Data for processing:
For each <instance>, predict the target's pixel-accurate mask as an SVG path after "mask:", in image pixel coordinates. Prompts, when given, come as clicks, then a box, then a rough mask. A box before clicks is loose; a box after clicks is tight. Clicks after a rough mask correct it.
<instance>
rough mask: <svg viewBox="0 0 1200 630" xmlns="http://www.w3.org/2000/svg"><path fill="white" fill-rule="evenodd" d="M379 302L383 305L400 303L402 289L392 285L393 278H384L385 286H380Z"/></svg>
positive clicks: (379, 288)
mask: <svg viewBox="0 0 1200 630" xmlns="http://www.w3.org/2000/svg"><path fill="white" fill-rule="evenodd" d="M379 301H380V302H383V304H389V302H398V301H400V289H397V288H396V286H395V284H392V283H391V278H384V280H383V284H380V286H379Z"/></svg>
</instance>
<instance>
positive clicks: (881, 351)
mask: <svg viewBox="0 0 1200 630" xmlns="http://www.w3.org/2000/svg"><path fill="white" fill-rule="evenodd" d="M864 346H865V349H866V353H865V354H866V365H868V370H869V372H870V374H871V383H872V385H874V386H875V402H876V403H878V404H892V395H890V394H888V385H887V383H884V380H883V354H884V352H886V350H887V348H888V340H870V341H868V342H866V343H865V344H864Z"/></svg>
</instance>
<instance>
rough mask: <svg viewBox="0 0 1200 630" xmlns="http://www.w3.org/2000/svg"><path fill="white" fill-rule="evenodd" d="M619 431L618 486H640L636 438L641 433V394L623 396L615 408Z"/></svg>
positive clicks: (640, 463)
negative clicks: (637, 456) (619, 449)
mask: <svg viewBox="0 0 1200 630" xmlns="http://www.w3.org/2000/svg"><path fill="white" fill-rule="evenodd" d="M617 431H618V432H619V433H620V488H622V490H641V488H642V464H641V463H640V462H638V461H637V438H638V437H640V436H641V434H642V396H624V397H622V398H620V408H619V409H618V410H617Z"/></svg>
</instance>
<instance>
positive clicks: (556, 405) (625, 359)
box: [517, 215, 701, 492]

Exercise brief: All lines from the line containing "302L383 305L400 303L402" through the last line of the data are to be repeated exactly; no other line belongs in the answer.

Solution to this exercise:
rough mask: <svg viewBox="0 0 1200 630" xmlns="http://www.w3.org/2000/svg"><path fill="white" fill-rule="evenodd" d="M379 302L383 305L400 303L402 289L392 285L393 278H384L385 286H380Z"/></svg>
positive clicks: (379, 288)
mask: <svg viewBox="0 0 1200 630" xmlns="http://www.w3.org/2000/svg"><path fill="white" fill-rule="evenodd" d="M379 301H380V302H383V304H389V302H398V301H400V289H397V288H396V286H395V284H392V283H391V278H384V280H383V284H380V286H379Z"/></svg>
</instance>
<instance>
positive clicks: (881, 351)
mask: <svg viewBox="0 0 1200 630" xmlns="http://www.w3.org/2000/svg"><path fill="white" fill-rule="evenodd" d="M864 346H865V349H866V353H865V354H866V365H868V370H869V372H870V374H871V383H872V385H874V386H875V402H876V403H878V404H892V395H890V394H888V385H887V383H884V380H883V354H884V352H886V350H887V348H888V340H870V341H868V342H866V343H865V344H864Z"/></svg>
</instance>
<instance>
rough mask: <svg viewBox="0 0 1200 630" xmlns="http://www.w3.org/2000/svg"><path fill="white" fill-rule="evenodd" d="M619 431L618 486H640L636 438L641 433V394L623 396L615 408Z"/></svg>
positive clicks: (640, 463)
negative clicks: (637, 456) (619, 449)
mask: <svg viewBox="0 0 1200 630" xmlns="http://www.w3.org/2000/svg"><path fill="white" fill-rule="evenodd" d="M617 431H618V432H619V433H620V488H622V490H641V488H642V464H641V463H640V462H638V461H637V438H638V437H640V436H641V434H642V396H624V397H622V398H620V408H619V409H618V410H617Z"/></svg>
</instance>
<instance>
positive clicks: (556, 405) (625, 359)
box: [517, 215, 701, 492]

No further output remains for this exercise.